Recopiez le passage du texte affiché qui commence par « C’est dans une » et se poursuit jusqu'à « pour avoir redoublé. » inclus.

- **TEXTE AFFICHÉ**

+++

Mon avenir est brisé
6 juillet 2006

C’est dans une situation de détresse morale et sociale que je vous écris aujourd’hui. Ayant réussi en 2004 le concours externe de Conseiller Principal d’Éducation, le jury académique a décidé le 7 juin 2006 de mon licenciement de l’Éducation Nationale. Si j’estimais cette décision justifiée et méritée jamais je ne me serais plaint, mais au contraire, je vais me battre pour la faire annuler. Même si cette année 2005-2006 était ma seconde année de stage, on ne doit pas me sanctionner pour avoir redoublé.
Le Rectorat m’a affecté à la rentrée d’août 2005 au collège Jean Lafosse du Gol à Saint-Louis, établissement où je me suis retrouvé sans Conseiller Pédagogique pendant trois semaines, c’est un assistant d’éducation qui a bien voulu me faire visiter le collège et m’expliquer son fonctionnement. Malgré cela je me suis investi dans mon travail et j’ai géré toutes les situations qui se présentaient à moi dans un établissement difficile. Les rapports de visites des formateurs IUFM sont une des preuves que je ne suis pas un tire au flanc. Au mois de décembre, on m’a demandé d’être présent au collège plus de jours, alors qu’un stagiaire CPE doit 14 heures, je travaille depuis décembre sur la base du volontariat et sans rémunération supplémentaire trois jours entiers en établissement et me rend au cours de l’IUFM les mercredis et vendredis. Au mois de mars, on m’a demandé de faire un stage qualifié de “déterminant” dans le rapport IUFM au Lycée de Vincendo pendant trois semaines. À l’issue de ce stage, le chef d’établissement et mon Conseiller Pédagogique temporaire m’ont confié que pour eux, ils ont eu affaire à un second CPE à part entière et le rapport qu’ils ont établi allait dans ce sens. Alors je m’interroge aujourd’hui sur le sens du mot “déterminant”. Tout ce que j’avance ici sont dans des documents officiels qui font partie de mon dossier au Rectorat.

+++

(Données extraites d'une collection)

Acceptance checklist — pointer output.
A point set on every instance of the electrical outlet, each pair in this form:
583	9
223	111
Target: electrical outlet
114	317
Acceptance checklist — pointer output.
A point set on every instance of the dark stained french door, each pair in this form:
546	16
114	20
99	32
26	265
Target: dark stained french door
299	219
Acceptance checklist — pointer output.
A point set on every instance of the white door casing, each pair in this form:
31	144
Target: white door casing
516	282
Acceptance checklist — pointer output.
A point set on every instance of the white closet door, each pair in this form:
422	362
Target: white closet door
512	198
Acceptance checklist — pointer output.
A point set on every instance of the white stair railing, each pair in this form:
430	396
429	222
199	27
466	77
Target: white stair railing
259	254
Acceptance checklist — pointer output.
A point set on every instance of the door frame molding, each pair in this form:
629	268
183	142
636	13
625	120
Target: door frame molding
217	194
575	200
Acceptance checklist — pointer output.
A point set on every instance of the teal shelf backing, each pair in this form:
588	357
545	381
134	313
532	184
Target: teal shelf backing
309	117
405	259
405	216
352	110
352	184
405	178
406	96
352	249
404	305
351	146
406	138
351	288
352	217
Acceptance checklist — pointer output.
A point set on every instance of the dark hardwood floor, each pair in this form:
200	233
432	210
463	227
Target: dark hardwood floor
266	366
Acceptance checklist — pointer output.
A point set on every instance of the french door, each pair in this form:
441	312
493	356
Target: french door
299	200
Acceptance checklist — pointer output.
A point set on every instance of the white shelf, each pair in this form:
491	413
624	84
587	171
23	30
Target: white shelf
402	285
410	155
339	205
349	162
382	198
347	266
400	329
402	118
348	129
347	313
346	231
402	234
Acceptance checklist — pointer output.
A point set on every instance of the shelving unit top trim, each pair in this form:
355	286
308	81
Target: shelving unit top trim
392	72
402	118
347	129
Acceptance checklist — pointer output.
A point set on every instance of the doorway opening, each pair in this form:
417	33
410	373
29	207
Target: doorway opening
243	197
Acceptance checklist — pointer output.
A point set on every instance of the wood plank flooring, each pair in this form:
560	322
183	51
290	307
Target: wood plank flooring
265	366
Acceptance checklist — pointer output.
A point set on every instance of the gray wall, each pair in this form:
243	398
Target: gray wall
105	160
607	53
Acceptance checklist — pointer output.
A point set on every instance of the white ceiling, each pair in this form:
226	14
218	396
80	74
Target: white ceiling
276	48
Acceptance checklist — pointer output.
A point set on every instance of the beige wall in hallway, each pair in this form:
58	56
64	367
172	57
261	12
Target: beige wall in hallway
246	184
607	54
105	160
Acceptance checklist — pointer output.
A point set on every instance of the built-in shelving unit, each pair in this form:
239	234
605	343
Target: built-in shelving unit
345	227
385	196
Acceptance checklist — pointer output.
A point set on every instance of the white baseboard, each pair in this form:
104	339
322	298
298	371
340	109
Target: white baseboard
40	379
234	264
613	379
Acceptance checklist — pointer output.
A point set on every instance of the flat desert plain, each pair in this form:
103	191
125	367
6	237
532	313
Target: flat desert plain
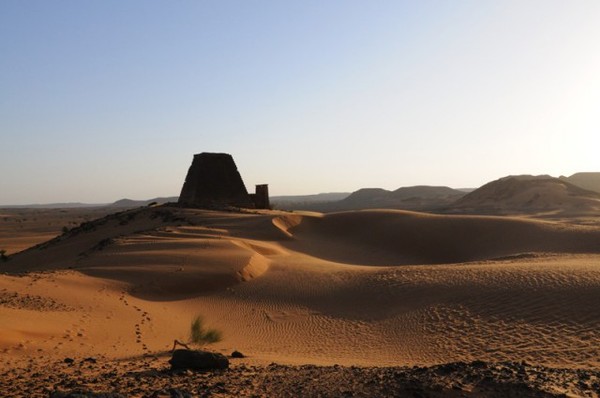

+++

- **TÂCHE ACCOMPLIE**
C’est dans une situation de détresse morale et sociale que je vous écris aujourd’hui. Ayant réussi en 2004 le concours externe de Conseiller Principal d’Éducation, le jury académique a décidé le 7 juin 2006 de mon licenciement de l’Éducation Nationale. Si j’estimais cette décision justifiée et méritée jamais je ne me serais plaint, mais au contraire, je vais me battre pour la faire annuler. Même si cette année 2005-2006 était ma seconde année de stage, on ne doit pas me sanctionner pour avoir redoublé.